(Beginning of EXERCISE PASSAGE)

Processing wizard¶
The processing wizard reduces the configuration of complex standardized workflows into few parameters. Those values are used to estimate or calculate all other parameters from spectral processing over feature detection and alignment to annotation and data export. The mzwizard organizes the different parts of the instrumental setup to define a workflow split up into: Sample introduction, IMS, MS instrument, and workflow. Ideas for a workflow? We are open for ideas and contributions. Feel free to reach out if your workflow might be a candidate for a wizard setup.
Processing wizard
Tip
The mzwizard is split into sections, most importantly, the MS part and the sample introduction. Parameters here reflect the sensitivity, resolution, and accuracy of these parts of the hyphenation. Selecting one of the default presets actually populates the initial values.
Danger
The defaults are only suggestions and different acquisition methods and instruments produce different noise levels etc. The raw data overview and aligned feature lists are useful to optimize these parameters.
mzwizard parameter tabs¶
[1] Data import¶
Specify all data files that need to be processed
[2] Sample introduction system¶
Info
Depends on the selected sampling system, e.g. MALDI, HPLC, DESI
Chromatography-based¶
Smoothing¶
Apply smoothing to the chromatograms. Smoothing should not be used for data low MS1 acquisition rates (e.g. below 5 data points per chromatographic peak/feature).
Influences batch steps: Smoothing
Stable ionization across samples¶
Used during feature grouping of adducts and other ions of the same molecule. Only use if the matrix (e.g., salt content, same culture medium, only fresh OR sea water samples) and ionization efficiencies are comparable across the whole study.

(End of EXERCISE PASSAGE)

» WHAT THE EXERCISE ASKS
Transcribe the processing wizard documentation from "mzwizard parameter tabs¶" up to and including "the whole study.".

(Beginning of DATASET EXCERPTS)

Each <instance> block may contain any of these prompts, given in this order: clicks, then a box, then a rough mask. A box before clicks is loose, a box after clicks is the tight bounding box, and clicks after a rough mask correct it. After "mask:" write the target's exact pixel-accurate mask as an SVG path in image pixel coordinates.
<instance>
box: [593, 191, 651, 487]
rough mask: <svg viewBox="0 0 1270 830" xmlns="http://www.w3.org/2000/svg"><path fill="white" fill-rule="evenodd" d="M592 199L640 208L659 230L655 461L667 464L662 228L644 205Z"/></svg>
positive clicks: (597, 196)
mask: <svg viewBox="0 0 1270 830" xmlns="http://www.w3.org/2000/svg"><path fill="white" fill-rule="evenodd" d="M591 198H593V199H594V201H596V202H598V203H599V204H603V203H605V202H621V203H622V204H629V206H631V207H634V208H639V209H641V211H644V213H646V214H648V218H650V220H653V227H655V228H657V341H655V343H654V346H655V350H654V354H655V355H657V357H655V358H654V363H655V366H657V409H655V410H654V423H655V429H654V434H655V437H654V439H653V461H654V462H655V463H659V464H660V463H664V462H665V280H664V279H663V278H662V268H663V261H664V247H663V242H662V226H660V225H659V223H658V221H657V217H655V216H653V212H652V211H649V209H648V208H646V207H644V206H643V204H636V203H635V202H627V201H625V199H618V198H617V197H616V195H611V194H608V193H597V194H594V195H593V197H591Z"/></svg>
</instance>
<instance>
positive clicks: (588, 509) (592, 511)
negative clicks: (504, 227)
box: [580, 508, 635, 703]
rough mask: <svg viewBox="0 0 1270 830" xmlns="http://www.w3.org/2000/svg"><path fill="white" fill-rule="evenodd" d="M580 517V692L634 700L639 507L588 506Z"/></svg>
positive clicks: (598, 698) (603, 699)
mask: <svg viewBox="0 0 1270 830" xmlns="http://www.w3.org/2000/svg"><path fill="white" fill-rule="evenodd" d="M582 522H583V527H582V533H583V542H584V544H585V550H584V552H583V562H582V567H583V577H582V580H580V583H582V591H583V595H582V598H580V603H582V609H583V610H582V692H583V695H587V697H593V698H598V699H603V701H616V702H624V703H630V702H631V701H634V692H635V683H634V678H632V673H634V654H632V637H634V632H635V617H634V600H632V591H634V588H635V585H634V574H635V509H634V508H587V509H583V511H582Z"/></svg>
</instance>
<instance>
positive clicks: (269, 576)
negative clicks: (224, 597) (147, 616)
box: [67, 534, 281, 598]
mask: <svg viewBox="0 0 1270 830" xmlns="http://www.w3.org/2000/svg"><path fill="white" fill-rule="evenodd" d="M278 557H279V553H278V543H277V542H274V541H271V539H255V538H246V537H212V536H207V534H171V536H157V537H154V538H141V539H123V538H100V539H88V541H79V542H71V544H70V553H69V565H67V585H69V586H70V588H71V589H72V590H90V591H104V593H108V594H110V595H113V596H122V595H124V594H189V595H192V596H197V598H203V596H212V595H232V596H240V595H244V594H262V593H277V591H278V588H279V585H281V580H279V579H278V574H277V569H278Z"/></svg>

(End of DATASET EXCERPTS)

» EXERCISE ANSWER
mzwizard parameter tabs¶
[1] Data import¶
Specify all data files that need to be processed
[2] Sample introduction system¶
Info
Depends on the selected sampling system, e.g. MALDI, HPLC, DESI
Chromatography-based¶
Smoothing¶
Apply smoothing to the chromatograms. Smoothing should not be used for data low MS1 acquisition rates (e.g. below 5 data points per chromatographic peak/feature).
Influences batch steps: Smoothing
Stable ionization across samples¶
Used during feature grouping of adducts and other ions of the same molecule. Only use if the matrix (e.g., salt content, same culture medium, only fresh OR sea water samples) and ionization efficiencies are comparable across the whole study.